— Begin Material provided —

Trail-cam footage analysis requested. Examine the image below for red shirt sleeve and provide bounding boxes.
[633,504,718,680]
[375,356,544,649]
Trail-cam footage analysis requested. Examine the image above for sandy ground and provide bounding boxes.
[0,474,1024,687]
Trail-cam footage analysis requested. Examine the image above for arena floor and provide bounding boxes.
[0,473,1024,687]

— End Material provided —

What to work on>
Can you copy every item above word for word, keeping each on its own line and in the same order?

Right answer>
Trail-cam footage analysis requested. Examine the image below for red shirt sleeve and provide bounding boxes.
[633,504,718,680]
[375,356,544,649]
Trail-cam footage analysis requested. Examine the image above for sandy ground and provide bounding boxes.
[0,474,1024,687]
Trail-cam footage analysis requested. Examine the image above for arena floor and provide bounding boxes.
[0,473,1024,687]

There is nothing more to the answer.